A run of lines
## Start

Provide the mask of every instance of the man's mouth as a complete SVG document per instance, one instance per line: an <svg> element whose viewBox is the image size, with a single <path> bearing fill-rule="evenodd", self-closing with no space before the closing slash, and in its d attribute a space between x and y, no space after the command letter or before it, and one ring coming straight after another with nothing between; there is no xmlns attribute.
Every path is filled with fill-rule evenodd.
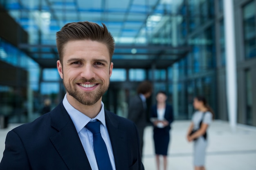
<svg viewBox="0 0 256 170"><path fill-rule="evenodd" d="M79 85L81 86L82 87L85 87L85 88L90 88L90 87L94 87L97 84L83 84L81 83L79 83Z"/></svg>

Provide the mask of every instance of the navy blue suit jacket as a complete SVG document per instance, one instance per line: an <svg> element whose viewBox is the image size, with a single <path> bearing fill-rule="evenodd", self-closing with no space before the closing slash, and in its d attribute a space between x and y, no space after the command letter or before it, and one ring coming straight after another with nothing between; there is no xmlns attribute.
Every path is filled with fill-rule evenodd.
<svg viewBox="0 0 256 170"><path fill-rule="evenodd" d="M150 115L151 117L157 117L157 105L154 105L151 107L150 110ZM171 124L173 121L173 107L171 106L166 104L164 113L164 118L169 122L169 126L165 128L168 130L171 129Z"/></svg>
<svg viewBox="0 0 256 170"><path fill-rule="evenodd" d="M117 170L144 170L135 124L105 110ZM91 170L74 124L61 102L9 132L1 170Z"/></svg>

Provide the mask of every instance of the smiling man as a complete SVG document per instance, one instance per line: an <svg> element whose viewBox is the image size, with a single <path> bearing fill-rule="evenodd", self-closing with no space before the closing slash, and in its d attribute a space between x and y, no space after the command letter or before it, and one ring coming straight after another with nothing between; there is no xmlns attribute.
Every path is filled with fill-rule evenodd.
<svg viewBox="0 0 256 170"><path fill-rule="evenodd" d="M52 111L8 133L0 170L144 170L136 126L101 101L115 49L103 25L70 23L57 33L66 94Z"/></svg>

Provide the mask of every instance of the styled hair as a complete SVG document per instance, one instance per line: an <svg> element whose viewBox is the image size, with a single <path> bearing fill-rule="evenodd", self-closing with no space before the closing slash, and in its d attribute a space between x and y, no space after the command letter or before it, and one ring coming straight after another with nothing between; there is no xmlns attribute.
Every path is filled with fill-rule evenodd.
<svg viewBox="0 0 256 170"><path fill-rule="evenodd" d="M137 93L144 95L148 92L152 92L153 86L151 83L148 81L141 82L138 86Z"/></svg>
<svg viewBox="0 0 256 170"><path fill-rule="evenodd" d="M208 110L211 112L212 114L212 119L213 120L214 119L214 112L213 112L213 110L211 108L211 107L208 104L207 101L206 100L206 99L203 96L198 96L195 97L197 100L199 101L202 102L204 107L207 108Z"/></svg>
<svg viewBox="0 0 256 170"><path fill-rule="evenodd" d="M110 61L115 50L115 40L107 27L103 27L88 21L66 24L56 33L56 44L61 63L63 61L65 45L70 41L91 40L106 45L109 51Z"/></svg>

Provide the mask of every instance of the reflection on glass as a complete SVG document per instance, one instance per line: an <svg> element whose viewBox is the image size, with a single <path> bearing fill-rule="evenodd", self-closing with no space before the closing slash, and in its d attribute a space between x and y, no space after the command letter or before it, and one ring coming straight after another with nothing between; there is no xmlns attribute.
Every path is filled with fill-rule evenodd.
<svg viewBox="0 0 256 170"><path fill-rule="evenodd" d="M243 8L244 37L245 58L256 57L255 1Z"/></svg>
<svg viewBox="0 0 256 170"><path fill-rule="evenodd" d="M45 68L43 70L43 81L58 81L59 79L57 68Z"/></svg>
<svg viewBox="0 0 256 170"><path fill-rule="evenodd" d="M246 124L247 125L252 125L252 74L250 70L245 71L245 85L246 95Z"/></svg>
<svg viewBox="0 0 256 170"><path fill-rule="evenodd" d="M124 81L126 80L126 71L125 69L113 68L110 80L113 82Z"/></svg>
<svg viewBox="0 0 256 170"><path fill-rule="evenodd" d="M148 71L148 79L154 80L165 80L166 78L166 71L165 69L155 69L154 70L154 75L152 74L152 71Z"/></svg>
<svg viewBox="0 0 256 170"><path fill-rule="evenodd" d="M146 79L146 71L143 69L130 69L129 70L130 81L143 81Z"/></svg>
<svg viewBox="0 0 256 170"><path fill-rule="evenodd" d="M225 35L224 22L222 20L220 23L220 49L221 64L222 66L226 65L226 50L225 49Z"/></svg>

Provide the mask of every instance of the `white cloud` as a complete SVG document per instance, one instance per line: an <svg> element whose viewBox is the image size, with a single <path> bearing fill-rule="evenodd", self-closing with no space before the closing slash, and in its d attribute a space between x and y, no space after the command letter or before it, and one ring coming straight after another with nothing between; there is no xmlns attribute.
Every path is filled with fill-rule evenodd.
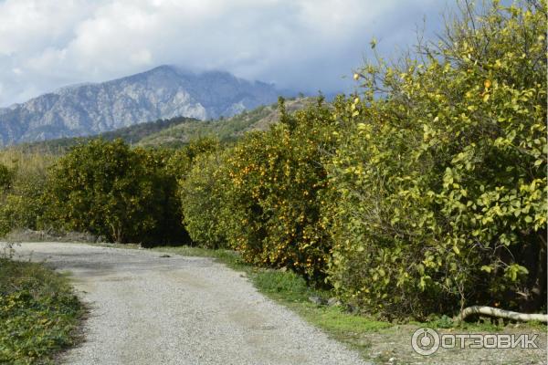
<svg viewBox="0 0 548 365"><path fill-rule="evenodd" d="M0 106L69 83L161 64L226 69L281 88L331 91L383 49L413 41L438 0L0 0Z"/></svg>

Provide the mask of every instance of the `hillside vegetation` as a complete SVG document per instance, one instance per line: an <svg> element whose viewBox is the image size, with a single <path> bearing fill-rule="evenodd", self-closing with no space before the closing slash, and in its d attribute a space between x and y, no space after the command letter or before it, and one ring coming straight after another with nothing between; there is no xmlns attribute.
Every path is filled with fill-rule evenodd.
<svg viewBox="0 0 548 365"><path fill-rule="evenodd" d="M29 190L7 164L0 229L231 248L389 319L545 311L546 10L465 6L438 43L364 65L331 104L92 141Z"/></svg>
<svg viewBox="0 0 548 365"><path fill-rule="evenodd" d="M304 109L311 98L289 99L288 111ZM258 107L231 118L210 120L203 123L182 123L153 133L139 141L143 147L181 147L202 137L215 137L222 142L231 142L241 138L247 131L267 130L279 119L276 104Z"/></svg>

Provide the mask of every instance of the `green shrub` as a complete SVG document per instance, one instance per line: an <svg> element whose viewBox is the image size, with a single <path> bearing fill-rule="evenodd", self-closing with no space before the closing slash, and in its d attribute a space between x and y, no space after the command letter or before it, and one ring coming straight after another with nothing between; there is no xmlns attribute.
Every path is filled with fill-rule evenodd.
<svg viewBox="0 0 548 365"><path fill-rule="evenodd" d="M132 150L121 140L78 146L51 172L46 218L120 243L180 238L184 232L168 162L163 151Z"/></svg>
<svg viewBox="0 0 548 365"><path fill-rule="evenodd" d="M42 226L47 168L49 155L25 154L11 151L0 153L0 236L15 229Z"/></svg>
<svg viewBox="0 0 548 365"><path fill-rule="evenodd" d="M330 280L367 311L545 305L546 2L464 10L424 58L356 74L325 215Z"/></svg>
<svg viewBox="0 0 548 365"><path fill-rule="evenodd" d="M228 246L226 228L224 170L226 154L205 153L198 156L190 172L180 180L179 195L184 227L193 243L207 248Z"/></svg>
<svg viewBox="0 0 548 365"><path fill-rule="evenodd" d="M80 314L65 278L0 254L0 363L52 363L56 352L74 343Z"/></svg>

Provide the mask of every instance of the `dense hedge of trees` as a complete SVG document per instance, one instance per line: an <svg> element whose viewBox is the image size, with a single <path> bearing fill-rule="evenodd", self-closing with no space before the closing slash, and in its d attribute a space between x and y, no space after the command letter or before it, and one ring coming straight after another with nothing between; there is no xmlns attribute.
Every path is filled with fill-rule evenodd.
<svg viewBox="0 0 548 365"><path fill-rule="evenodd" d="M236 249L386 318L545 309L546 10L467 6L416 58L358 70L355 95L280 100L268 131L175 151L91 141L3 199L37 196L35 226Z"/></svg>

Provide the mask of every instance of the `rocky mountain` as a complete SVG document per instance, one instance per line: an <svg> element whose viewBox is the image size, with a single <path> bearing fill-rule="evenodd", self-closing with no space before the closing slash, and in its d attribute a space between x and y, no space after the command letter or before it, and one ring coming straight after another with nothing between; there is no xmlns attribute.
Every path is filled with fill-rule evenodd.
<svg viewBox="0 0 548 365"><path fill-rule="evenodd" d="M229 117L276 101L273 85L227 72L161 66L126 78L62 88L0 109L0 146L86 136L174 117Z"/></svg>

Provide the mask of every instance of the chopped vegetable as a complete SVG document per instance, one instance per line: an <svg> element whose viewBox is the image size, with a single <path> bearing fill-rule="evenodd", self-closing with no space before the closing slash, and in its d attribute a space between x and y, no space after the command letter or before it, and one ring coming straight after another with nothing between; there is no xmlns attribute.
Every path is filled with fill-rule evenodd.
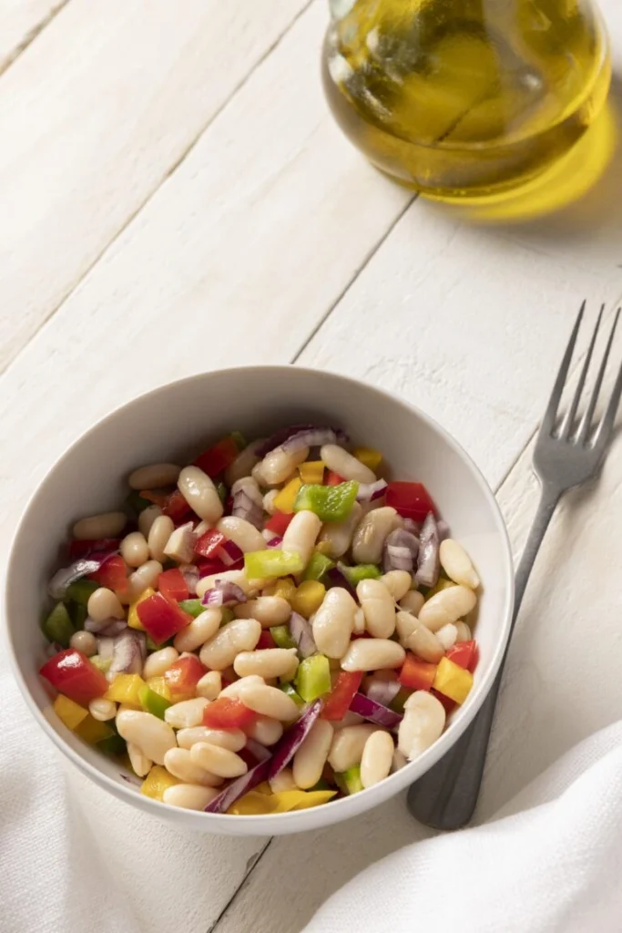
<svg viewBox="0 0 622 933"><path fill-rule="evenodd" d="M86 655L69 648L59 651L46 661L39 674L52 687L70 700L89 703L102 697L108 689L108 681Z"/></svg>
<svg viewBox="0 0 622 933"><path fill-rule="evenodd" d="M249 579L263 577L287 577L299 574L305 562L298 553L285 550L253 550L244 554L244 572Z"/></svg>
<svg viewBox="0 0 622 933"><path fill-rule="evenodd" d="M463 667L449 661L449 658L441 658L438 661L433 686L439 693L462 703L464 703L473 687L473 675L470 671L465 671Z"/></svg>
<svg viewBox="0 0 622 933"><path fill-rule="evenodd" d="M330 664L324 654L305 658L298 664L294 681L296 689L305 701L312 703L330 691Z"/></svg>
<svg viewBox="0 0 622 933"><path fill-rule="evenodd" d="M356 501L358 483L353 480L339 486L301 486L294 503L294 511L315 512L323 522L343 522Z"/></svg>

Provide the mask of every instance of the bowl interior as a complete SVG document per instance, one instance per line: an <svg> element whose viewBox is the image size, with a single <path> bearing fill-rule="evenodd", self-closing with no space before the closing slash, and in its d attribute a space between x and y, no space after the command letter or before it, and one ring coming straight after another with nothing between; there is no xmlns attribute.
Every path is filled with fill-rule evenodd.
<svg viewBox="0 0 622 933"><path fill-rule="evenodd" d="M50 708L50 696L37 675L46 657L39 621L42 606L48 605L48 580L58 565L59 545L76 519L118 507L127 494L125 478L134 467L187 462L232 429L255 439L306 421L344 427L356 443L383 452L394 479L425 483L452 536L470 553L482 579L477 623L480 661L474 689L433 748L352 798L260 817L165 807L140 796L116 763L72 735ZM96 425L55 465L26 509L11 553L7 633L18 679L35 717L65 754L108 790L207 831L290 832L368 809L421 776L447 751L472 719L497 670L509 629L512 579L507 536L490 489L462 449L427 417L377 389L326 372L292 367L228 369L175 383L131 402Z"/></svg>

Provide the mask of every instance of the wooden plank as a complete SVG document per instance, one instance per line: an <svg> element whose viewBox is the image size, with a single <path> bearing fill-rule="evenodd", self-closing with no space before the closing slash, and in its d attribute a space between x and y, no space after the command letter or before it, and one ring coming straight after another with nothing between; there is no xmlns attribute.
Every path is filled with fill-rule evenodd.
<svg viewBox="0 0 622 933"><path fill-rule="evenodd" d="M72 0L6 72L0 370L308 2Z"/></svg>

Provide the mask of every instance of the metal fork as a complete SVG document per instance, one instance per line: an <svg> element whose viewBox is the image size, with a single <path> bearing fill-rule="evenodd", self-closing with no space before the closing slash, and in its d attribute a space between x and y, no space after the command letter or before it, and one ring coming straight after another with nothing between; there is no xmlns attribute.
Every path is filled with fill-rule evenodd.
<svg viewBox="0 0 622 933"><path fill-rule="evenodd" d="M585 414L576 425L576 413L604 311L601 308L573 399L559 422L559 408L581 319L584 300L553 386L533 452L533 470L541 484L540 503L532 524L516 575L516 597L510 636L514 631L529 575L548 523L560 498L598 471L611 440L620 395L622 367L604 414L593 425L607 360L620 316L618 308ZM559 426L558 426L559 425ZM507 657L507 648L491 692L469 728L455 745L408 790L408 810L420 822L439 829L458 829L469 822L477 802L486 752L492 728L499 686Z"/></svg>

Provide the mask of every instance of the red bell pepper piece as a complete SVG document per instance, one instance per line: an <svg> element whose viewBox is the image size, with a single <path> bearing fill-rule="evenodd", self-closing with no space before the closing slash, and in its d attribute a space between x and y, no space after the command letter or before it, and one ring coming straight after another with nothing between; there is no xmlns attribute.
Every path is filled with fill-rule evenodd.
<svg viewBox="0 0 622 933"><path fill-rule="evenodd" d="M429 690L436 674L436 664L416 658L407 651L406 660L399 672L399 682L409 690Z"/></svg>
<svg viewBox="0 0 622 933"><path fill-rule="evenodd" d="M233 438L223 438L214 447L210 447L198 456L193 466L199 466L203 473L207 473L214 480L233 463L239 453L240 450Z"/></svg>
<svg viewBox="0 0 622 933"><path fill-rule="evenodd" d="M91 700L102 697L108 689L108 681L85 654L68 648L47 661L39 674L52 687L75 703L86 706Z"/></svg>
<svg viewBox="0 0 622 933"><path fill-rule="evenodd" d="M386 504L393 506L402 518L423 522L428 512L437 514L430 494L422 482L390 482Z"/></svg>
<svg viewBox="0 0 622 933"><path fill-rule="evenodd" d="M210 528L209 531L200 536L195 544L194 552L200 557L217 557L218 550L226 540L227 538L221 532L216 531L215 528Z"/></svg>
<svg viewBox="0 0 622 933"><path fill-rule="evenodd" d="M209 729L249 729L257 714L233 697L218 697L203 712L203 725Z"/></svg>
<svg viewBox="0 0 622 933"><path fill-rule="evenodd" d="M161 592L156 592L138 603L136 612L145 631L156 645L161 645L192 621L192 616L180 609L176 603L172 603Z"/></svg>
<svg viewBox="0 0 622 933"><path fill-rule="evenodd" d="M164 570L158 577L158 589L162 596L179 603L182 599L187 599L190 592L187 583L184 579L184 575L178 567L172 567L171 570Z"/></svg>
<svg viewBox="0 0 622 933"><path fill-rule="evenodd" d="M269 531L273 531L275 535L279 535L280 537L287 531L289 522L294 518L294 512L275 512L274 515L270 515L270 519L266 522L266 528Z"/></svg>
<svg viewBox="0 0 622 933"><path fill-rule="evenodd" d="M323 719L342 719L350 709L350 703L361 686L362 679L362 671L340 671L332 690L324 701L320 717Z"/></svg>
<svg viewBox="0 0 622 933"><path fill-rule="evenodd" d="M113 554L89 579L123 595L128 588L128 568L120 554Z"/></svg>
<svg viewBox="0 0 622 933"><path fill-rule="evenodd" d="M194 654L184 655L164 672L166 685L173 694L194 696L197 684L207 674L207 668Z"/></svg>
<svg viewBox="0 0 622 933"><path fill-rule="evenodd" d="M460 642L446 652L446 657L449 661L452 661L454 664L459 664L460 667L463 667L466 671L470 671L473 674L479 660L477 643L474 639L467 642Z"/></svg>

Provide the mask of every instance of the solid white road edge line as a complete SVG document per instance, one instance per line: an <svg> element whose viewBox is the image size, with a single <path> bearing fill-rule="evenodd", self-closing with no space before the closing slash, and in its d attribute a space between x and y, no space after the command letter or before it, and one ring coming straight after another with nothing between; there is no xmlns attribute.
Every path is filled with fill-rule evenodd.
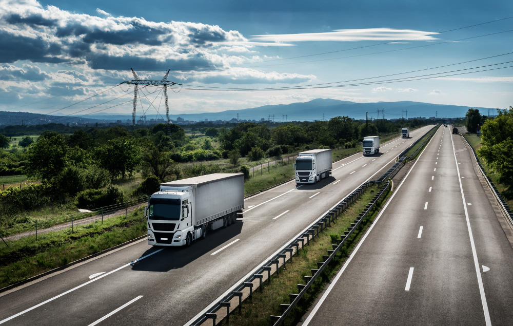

## End

Job
Pull out every line above that contains the word "white", and copy each one in full.

Full response
Provide the mask of every instance of the `white cloud` as a complete SVG document per instance, one instance per line: an <svg> element whose viewBox is the image size, with a single <path> bearing fill-rule="evenodd", self-closing with no space before the closing slash, and in its d attribute a space between x and y, no space after the command letter or before it, and one ring coming straight after another with nothing between; there is no xmlns attribute.
Provide the mask of every instance of the solid white road edge line as a complete SVG document per instance, one instance per line: an <svg> element whose viewBox is the image size, with a single <path> bearing fill-rule="evenodd", self-closing with no space before the closing slash, and in its d attribute a space between x and y, no space after the command letter or before it, and one ring coming straight after another with nothing between; there is no xmlns attribute.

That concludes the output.